PROBLEM TO WORK ON:
Return all the data, word for word.

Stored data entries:
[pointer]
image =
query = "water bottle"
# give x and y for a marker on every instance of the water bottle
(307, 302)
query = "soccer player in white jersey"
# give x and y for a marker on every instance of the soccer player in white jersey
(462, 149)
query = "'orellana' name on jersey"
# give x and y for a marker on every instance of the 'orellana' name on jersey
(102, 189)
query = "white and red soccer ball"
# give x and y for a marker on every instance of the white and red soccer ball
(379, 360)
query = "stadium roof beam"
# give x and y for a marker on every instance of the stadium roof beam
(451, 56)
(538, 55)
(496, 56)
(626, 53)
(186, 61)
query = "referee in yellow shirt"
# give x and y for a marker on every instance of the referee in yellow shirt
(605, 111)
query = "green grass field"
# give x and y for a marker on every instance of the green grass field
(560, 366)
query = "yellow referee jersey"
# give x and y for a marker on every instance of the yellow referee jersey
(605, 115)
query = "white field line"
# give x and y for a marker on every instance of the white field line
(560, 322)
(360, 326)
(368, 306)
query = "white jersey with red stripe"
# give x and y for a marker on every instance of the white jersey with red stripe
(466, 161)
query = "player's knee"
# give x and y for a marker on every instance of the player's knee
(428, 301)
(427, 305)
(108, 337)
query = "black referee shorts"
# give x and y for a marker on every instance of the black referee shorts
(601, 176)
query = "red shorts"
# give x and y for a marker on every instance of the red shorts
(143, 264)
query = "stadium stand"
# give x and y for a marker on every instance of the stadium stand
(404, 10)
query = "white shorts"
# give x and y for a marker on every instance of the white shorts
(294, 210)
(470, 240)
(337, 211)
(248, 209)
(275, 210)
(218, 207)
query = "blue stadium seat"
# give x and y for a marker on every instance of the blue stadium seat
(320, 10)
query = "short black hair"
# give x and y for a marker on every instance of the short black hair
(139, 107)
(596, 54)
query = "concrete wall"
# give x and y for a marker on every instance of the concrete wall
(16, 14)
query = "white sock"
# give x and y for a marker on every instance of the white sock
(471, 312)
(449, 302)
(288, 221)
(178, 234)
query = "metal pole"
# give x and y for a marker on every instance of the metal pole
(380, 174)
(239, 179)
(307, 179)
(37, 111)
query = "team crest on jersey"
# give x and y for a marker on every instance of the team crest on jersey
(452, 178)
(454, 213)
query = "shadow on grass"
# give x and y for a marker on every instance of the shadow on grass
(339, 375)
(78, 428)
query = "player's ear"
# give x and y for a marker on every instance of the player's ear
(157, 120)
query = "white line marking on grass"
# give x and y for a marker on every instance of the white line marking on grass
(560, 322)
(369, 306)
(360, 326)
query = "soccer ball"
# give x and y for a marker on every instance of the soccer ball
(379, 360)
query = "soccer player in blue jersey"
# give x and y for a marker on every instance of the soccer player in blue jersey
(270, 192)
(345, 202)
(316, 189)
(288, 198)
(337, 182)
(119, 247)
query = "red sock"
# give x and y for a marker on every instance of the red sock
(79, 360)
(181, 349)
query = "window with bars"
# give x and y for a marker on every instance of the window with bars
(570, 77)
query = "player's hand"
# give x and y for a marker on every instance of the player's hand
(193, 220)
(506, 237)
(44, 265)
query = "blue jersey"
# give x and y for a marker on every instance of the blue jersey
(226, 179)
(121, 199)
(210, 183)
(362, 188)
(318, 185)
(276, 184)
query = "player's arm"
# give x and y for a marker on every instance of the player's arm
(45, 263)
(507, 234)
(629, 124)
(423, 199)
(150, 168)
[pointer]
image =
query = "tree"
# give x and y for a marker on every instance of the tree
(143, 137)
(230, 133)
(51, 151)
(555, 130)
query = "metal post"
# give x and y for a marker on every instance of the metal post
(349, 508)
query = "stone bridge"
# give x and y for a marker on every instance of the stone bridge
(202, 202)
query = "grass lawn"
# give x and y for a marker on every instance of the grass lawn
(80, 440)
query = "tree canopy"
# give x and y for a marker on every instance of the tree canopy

FINISHED TASK:
[pointer]
image =
query = "water bottle"
# give x and y for a marker on every instance of the water bottle
(307, 302)
query = "soccer player in white jersey"
# give x and y for a marker on every instance of the soccer player in white jersey
(462, 149)
query = "'orellana' name on jersey"
# give x and y for a marker on every instance of the 'orellana' name on jersey
(102, 189)
query = "white and red soccer ball"
# give x and y for a marker on every instance of the white and red soccer ball
(379, 360)
query = "stadium roof beam"
# give x and y for a marker on every instance of the stadium roof beam
(451, 56)
(538, 55)
(496, 56)
(626, 53)
(186, 61)
query = "referee in yellow shirt"
# give x and y for a marker on every instance of the referee in yellow shirt
(605, 111)
query = "green grass field"
# give x and y for a marker on every instance of the green grass field
(560, 366)
query = "yellow referee jersey"
# give x and y for a marker on every instance of the yellow referee jersey
(605, 115)
query = "white field line"
# give x and y for a marker on every instance of the white field line
(560, 322)
(360, 326)
(368, 306)
query = "white jersey with red stripe"
# give x and y for a marker on every instance of the white jersey with red stripe
(466, 161)
query = "player's knee"
# give x and y for a marker on every instance of the player's knee
(428, 301)
(427, 305)
(108, 337)
query = "black referee shorts"
# give x and y for a marker on every instance of the black referee shorts
(601, 176)
query = "red shorts"
# give x and y for a marker on every instance of the red shorts
(143, 264)
query = "stadium stand"
# give x and y for a marker on every instance of the stadium stand
(404, 10)
query = "white shorts"
# give x and y for a marker on every instance of the white shorts
(294, 210)
(470, 240)
(337, 211)
(248, 209)
(275, 210)
(218, 207)
query = "blue stadium seat"
# give x and y for a marker on every instance of the blue stadium seat
(320, 10)
query = "short black hair"
# give x and y for a marker on every instance of the short black hair
(139, 107)
(596, 54)
query = "concrete wall"
# give x and y for a marker on every instance of the concrete wall
(16, 14)
query = "white sock"
# give x and y for a marker on every instance of the white sock
(471, 312)
(449, 302)
(288, 221)
(178, 234)
query = "metal pole"
# give x and y for a marker on every instance of the metal pole
(380, 174)
(239, 179)
(307, 179)
(37, 111)
query = "team crest on jersey"
# give x and y for a marker on every instance of the team crest on jersey
(452, 178)
(454, 213)
query = "shadow on grass"
# give x and y for a marker on every instance of the shadow on grass
(339, 375)
(78, 428)
query = "player's ear"
# give x and y for a marker on every instance of the player's ear
(157, 120)
query = "white line marking on grass"
# give x and y for a marker on every instance of the white line marking on grass
(560, 322)
(369, 306)
(360, 326)
query = "soccer ball"
# give x and y for a marker on every instance of the soccer ball
(379, 360)
query = "soccer player in blue jersey"
# give x and y for a marker on every instance of the soccer player in blue jersey
(270, 192)
(345, 202)
(316, 189)
(288, 198)
(337, 182)
(119, 247)
query = "red sock"
# give x and y for a marker on every instance of the red sock
(79, 360)
(181, 349)
query = "window with bars"
# give x and y for a marker on every instance of the window with bars
(570, 77)
query = "player's hand"
# give x and y for a marker on every instance of the player's hand
(193, 220)
(506, 237)
(44, 265)
query = "blue jersey"
# give x and y for a marker on every instance of the blue jersey
(226, 179)
(121, 199)
(210, 183)
(362, 188)
(318, 185)
(276, 184)
query = "player's arm"
# give x and y for a marker on every instance of the player's arm
(45, 263)
(507, 234)
(629, 124)
(423, 199)
(150, 168)
[pointer]
image =
query = "tree"
# give x and y for a marker on every instance of the tree
(143, 137)
(230, 133)
(51, 151)
(555, 130)
query = "metal post"
# give x and y for a marker on every instance of the metal post
(349, 508)
query = "stone bridge"
# give x and y for a marker on every instance of the stone bridge
(202, 202)
query = "grass lawn"
# give x and y for a marker on every instance of the grass lawn
(80, 440)
query = "tree canopy"
# give x and y for a marker on every instance of the tree canopy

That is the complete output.